SUPPLIED ENTRIES
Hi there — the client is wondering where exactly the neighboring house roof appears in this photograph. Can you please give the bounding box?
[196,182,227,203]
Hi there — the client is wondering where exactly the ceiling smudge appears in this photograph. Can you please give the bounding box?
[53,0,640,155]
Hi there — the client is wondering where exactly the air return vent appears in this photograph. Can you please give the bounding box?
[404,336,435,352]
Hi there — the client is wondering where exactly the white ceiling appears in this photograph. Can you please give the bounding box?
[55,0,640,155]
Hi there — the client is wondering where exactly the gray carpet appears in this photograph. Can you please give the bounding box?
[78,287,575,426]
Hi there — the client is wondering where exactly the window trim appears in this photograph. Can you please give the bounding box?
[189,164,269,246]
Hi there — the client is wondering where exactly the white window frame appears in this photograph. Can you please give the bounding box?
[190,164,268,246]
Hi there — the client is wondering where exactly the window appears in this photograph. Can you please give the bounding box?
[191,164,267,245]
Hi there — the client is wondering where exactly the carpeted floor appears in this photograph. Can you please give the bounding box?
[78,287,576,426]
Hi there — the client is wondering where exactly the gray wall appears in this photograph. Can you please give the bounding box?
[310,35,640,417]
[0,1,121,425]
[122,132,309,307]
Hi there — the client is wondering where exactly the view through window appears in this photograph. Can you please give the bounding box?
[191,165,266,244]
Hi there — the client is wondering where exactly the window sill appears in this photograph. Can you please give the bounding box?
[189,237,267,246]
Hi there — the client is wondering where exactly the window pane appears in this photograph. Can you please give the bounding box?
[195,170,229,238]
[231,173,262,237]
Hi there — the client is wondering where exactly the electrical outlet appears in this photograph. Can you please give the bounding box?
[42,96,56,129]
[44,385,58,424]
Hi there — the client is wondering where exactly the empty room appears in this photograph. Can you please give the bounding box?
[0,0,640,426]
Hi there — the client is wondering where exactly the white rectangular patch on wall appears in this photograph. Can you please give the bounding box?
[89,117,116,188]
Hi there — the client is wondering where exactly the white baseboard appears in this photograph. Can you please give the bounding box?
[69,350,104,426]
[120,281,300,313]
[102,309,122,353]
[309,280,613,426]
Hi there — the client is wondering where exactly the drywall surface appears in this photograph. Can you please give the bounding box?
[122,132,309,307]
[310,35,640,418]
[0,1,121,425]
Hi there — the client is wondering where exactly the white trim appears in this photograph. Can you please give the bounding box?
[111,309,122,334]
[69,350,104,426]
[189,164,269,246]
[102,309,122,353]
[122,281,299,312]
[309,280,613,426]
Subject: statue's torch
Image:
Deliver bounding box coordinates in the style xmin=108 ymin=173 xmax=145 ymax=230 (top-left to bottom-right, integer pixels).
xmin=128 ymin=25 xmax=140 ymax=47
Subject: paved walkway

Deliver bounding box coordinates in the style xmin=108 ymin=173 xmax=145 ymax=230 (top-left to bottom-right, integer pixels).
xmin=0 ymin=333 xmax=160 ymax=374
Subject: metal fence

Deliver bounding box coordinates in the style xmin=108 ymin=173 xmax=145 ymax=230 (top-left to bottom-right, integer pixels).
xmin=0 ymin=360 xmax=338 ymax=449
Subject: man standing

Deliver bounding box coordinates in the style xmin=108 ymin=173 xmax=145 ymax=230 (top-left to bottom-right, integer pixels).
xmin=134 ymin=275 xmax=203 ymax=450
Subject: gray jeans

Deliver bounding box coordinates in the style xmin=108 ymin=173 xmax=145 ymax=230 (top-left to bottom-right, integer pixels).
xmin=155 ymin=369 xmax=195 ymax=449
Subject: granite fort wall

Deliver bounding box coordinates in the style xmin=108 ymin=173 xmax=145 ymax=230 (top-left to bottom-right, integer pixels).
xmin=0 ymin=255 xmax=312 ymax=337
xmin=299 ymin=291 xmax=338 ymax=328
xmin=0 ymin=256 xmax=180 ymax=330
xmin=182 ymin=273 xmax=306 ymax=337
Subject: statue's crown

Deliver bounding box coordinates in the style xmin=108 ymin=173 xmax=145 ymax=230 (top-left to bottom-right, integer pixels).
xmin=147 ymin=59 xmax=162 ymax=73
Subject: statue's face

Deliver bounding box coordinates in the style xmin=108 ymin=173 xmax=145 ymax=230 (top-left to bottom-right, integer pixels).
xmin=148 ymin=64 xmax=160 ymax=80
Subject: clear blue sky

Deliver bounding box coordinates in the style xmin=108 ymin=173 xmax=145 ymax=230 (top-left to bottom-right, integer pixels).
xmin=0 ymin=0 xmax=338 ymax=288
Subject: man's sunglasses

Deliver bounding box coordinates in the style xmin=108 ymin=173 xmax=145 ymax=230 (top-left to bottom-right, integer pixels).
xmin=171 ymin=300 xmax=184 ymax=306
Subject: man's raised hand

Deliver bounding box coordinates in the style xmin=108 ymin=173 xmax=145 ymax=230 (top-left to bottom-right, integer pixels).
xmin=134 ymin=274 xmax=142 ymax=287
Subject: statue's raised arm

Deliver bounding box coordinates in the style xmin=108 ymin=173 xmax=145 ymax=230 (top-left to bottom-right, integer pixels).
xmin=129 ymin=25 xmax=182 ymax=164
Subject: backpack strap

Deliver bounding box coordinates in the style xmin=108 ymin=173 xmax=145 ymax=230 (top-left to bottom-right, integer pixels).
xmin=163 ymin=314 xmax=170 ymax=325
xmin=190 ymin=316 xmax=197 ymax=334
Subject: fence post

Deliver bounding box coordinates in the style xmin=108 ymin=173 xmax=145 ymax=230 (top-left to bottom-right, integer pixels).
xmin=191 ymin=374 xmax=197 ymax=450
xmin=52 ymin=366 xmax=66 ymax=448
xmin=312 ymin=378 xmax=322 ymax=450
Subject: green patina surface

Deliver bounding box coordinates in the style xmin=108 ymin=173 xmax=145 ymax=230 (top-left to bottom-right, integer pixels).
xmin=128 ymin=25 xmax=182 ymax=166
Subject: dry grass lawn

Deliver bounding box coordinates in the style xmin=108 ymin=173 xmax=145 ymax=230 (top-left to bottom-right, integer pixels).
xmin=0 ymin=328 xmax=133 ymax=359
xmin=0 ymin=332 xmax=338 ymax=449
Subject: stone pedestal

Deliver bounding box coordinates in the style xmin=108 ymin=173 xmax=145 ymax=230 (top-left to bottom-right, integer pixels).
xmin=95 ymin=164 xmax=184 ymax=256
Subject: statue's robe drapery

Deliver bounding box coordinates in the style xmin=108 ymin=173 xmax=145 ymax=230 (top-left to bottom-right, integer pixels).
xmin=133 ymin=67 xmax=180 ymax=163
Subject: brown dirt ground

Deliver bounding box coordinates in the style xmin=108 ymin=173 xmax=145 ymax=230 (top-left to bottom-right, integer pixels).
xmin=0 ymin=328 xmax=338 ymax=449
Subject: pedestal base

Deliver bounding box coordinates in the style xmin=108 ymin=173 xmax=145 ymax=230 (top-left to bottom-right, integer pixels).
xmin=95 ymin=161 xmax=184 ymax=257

REQUEST
Recast all of the rows above as a two-column CSV with the header names request and answer. Put each request and its answer on one line of the CSV, with each field in double quotes and any line breaks inside a field replaced by spaces.

COMPLETE RESPONSE
request,answer
"Hi there — the client is wondering where exactly the neighboring house roof appears in this photograph. Can you please give the bounding box?","[196,182,227,203]"
"Hi there — the client is wondering where exactly the ceiling smudge appears in this photograph. Can you please give the bounding box?","[53,0,640,155]"
"Hi there — the client is wondering where exactly the air return vent appears in this photograph. Can you please give the bounding box?","[404,336,435,352]"
"Hi there — the client is wondering where exactly the white ceiling appears in this photograph. Can you please give the bounding box?","[55,0,640,155]"
"Hi there — the client is wondering where exactly the gray carpet appears in this photograph. Can you please give the bounding box?","[78,287,575,426]"
"Hi there — the client is wondering where exactly the window trim appears in this photograph. Can you please give the bounding box?","[189,164,269,246]"
"Hi there — the client is wondering where exactly the white window frame appears in this photograph. Can you please give the bounding box?","[190,164,268,246]"
"Hi there — the client is wondering where exactly the window appears in this photograph. Can you please give the bounding box?","[191,164,267,245]"
"Hi there — the client is wondering where exactly the carpeted floor appears in this photograph. Can you please give the bounding box?","[78,287,576,426]"
"Hi there — the client is wondering where exactly the gray wall appears in this photograph. Can you please give the bounding box?","[310,35,640,417] [0,1,121,425] [122,132,309,307]"
"Hi there — the client is wondering where exactly the view through window appears in this photograph. Can you please give the bounding box?","[191,165,266,244]"
"Hi there — the client is wondering where exactly the window sill appears in this photograph. Can you please give the bounding box?","[189,237,267,246]"
"Hi there — the client is wondering where exactly the window pane appears in this photograph. Can you please give the bounding box?","[195,170,229,238] [231,173,262,237]"
"Hi there — the client is wondering where exactly the electrical outlet appears in this photograph. Can you please give the bounding box?","[42,96,56,129] [44,385,58,424]"
"Hi there — the client is wondering where exactly the empty room appears in this photograph. Can you please give the bounding box?","[0,0,640,426]"
"Hi there — the client is wondering where exactly the white rectangular patch on wall appears in this photograph. Can you please give the bounding box?","[89,117,116,188]"
"Hi there — the client is wondering where exactly the white baseboard appears in this photograph. Can you please give the bounding box?","[69,350,104,426] [120,281,300,313] [102,309,122,353] [309,280,613,426]"
"Hi there — the client is wondering where exactly the drywall surface appears in this photograph. Can you please give the bounding box?","[122,132,309,307] [310,35,640,418] [0,1,121,425]"
"Hi there — the client is wondering where exactly the white trim appears in this photograph. Can you please give the bounding box?","[111,309,122,334] [69,350,104,426] [189,164,269,246] [102,309,122,353] [122,281,299,312] [309,280,613,426]"
"Subject: statue's torch Image: Deliver bounding box coordinates in the style xmin=108 ymin=173 xmax=145 ymax=230 (top-left to bottom-right, integer pixels).","xmin=128 ymin=25 xmax=140 ymax=47"
"Subject: paved walkway Deliver bounding box coordinates in the style xmin=108 ymin=173 xmax=145 ymax=230 (top-left to bottom-right, integer pixels).","xmin=0 ymin=333 xmax=160 ymax=374"
"Subject: metal fence Deliver bounding box coordinates in the style xmin=108 ymin=173 xmax=145 ymax=230 (top-left to bottom-right, integer pixels).","xmin=0 ymin=360 xmax=338 ymax=449"
"Subject: man standing Deliver bounding box coordinates in the style xmin=108 ymin=173 xmax=145 ymax=230 (top-left to bottom-right, integer pixels).","xmin=134 ymin=275 xmax=203 ymax=450"
"Subject: gray jeans Deliver bounding box coordinates in the style xmin=108 ymin=173 xmax=145 ymax=230 (top-left to bottom-right, integer pixels).","xmin=155 ymin=369 xmax=195 ymax=449"
"Subject: granite fort wall Deliver bounding box coordinates in the style xmin=108 ymin=173 xmax=145 ymax=230 (top-left to bottom-right, integer pixels).","xmin=0 ymin=255 xmax=312 ymax=337 xmin=299 ymin=291 xmax=338 ymax=328 xmin=0 ymin=256 xmax=180 ymax=330 xmin=182 ymin=273 xmax=306 ymax=337"
"Subject: statue's crown Deliver bounding box coordinates in the style xmin=108 ymin=173 xmax=145 ymax=230 (top-left to bottom-right, integer pixels).","xmin=147 ymin=59 xmax=162 ymax=73"
"Subject: statue's face Deliver bounding box coordinates in the style xmin=108 ymin=173 xmax=145 ymax=230 (top-left to bottom-right, integer pixels).","xmin=148 ymin=64 xmax=160 ymax=80"
"Subject: clear blue sky Deliver bounding box coordinates in the style xmin=108 ymin=173 xmax=145 ymax=230 (top-left to bottom-right, integer pixels).","xmin=0 ymin=0 xmax=338 ymax=288"
"Subject: man's sunglasses Deliver bounding box coordinates in the style xmin=108 ymin=173 xmax=145 ymax=230 (top-left to bottom-right, integer pixels).","xmin=171 ymin=300 xmax=184 ymax=306"
"Subject: man's raised hand Deliver bounding box coordinates in the style xmin=108 ymin=173 xmax=145 ymax=230 (top-left to bottom-right, integer pixels).","xmin=134 ymin=274 xmax=142 ymax=287"
"Subject: statue's raised arm Deliver bounding box coordinates in the style xmin=108 ymin=173 xmax=145 ymax=230 (top-left to bottom-right, integer pixels).","xmin=129 ymin=25 xmax=182 ymax=164"
"Subject: backpack strap Deliver bounding box coordinates in the style xmin=108 ymin=173 xmax=145 ymax=230 (top-left to bottom-right, integer pixels).","xmin=163 ymin=314 xmax=170 ymax=325 xmin=190 ymin=316 xmax=197 ymax=334"
"Subject: fence post Deliver bounding box coordinates in the style xmin=108 ymin=173 xmax=145 ymax=230 (top-left to bottom-right, integer pixels).","xmin=191 ymin=374 xmax=197 ymax=450 xmin=52 ymin=366 xmax=66 ymax=448 xmin=312 ymin=378 xmax=322 ymax=450"
"Subject: green patina surface Deliver bounding box coordinates in the style xmin=108 ymin=173 xmax=145 ymax=230 (top-left to bottom-right, integer pixels).","xmin=128 ymin=25 xmax=182 ymax=166"
"Subject: dry grass lawn Deliver bounding box coordinates in the style xmin=108 ymin=173 xmax=145 ymax=230 (top-left to bottom-right, integer pixels).","xmin=0 ymin=328 xmax=133 ymax=359 xmin=0 ymin=332 xmax=338 ymax=449"
"Subject: stone pedestal Deliver bounding box coordinates in the style xmin=108 ymin=173 xmax=145 ymax=230 (top-left to bottom-right, integer pixels).","xmin=95 ymin=164 xmax=184 ymax=256"
"Subject: statue's robe drapery Deliver bounding box coordinates in the style xmin=108 ymin=173 xmax=145 ymax=230 (top-left to bottom-right, integer pixels).","xmin=133 ymin=67 xmax=180 ymax=163"
"Subject: brown dirt ground Deliver bounding box coordinates in the style xmin=108 ymin=173 xmax=145 ymax=230 (top-left to bottom-right, integer pixels).","xmin=0 ymin=328 xmax=338 ymax=449"
"Subject: pedestal base Deliver bounding box coordinates in the style xmin=108 ymin=173 xmax=145 ymax=230 (top-left to bottom-right, integer pixels).","xmin=95 ymin=161 xmax=184 ymax=257"